**WHAT THE EXERCISE ASKS**
Quote every line of the following listing word for word, from the first line to the last.

**RECORDS SHOWN**

** begin **

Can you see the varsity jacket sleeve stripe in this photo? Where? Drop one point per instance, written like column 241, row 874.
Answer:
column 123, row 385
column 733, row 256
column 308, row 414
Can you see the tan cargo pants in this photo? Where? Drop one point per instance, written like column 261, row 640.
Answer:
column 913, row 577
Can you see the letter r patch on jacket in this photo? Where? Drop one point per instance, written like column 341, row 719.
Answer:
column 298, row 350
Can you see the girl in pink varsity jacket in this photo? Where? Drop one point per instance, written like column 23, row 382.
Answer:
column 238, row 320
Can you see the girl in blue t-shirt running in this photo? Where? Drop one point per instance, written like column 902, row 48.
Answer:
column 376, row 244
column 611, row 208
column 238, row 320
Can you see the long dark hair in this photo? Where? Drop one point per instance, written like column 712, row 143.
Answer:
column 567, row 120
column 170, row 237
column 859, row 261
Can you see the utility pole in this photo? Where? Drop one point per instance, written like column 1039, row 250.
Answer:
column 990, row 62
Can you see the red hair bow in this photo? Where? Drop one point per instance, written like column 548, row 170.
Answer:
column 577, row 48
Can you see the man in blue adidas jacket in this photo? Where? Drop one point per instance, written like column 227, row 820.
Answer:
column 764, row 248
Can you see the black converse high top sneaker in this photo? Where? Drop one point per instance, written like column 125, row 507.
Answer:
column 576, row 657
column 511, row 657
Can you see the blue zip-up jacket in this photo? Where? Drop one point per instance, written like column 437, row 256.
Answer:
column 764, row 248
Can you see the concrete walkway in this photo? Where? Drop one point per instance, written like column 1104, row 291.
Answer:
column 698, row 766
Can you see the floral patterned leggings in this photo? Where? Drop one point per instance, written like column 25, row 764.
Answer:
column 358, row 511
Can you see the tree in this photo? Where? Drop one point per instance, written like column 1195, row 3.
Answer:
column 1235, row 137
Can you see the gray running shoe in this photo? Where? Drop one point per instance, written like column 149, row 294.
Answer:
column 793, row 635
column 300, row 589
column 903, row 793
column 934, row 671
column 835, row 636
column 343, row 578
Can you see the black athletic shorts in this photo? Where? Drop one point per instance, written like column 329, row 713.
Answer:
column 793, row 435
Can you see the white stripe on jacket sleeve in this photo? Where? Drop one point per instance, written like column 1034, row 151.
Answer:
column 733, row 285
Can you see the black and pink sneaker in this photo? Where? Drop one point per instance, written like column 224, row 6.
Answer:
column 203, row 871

** end **

**CORRECT ANSWER**
Can you see the varsity jacket sleeve stripe in this photo? Where? Drop one point per instance, written like column 241, row 874.
Answer:
column 123, row 385
column 733, row 256
column 308, row 414
Can you see the tan cargo pants in this photo? Where? Drop one point per instance, written like column 261, row 640.
Answer:
column 913, row 577
Can you see the letter r patch on jacket in this photo? Where? Drop one point per instance, written like column 341, row 719.
Answer:
column 298, row 350
Can you see the girl in pink varsity jacket in this photo? Where? Drop one point per instance, written like column 23, row 382.
Answer:
column 238, row 320
Can you see the girl in blue t-shirt running in this photo? Where? Drop one point per instance, written like column 902, row 48.
Answer:
column 376, row 244
column 611, row 208
column 238, row 320
Can you see the long dark hair in this photo? Where? Drop one point per instance, written like column 712, row 143.
Answer:
column 567, row 120
column 170, row 237
column 859, row 261
Can you see the utility pole in this photo? Where? Drop one point per instance, written like column 1039, row 250.
Answer:
column 990, row 62
Can you see the red hair bow in this photo? Where? Drop one point per instance, written like column 548, row 170.
Answer:
column 577, row 48
Can you see the man in blue adidas jacket in this photo? Where? Drop one point per instance, written like column 227, row 820.
Answer:
column 764, row 248
Can you see the black converse high top sneaker in this photo? Where? Drop one point per instance, written like column 125, row 507.
Answer:
column 576, row 657
column 511, row 657
Can you see the blue zip-up jacket in this photo? Where? Drop one point per instance, written like column 437, row 256.
Answer:
column 764, row 248
Can you see the concrete walkway in this photo? Where? Drop one point per instance, written like column 1104, row 291.
Answer:
column 698, row 766
Can you see the floral patterned leggings in this photo? Where? Drop one point per instance, written like column 25, row 764.
Answer:
column 358, row 511
Can you see the tree in this photo? Where? Drop one point per instance, written like column 1195, row 3.
Answer:
column 1235, row 137
Can you see the gray running shoe in this photo? Where? Drop one point per instance, written like column 149, row 294.
Answer:
column 793, row 635
column 300, row 589
column 903, row 793
column 934, row 671
column 835, row 636
column 343, row 578
Can you see the black athletic shorts in this photo? Where? Drop one point per instance, written like column 329, row 713.
Answer:
column 793, row 435
Can you see the white stripe on jacket sleeve in this photo? Where? Drop one point per instance, written like column 1034, row 151.
Answer:
column 733, row 285
Can you see the black and pink sneaker in this photo? Where? Drop one point per instance, written like column 224, row 6.
Answer:
column 203, row 871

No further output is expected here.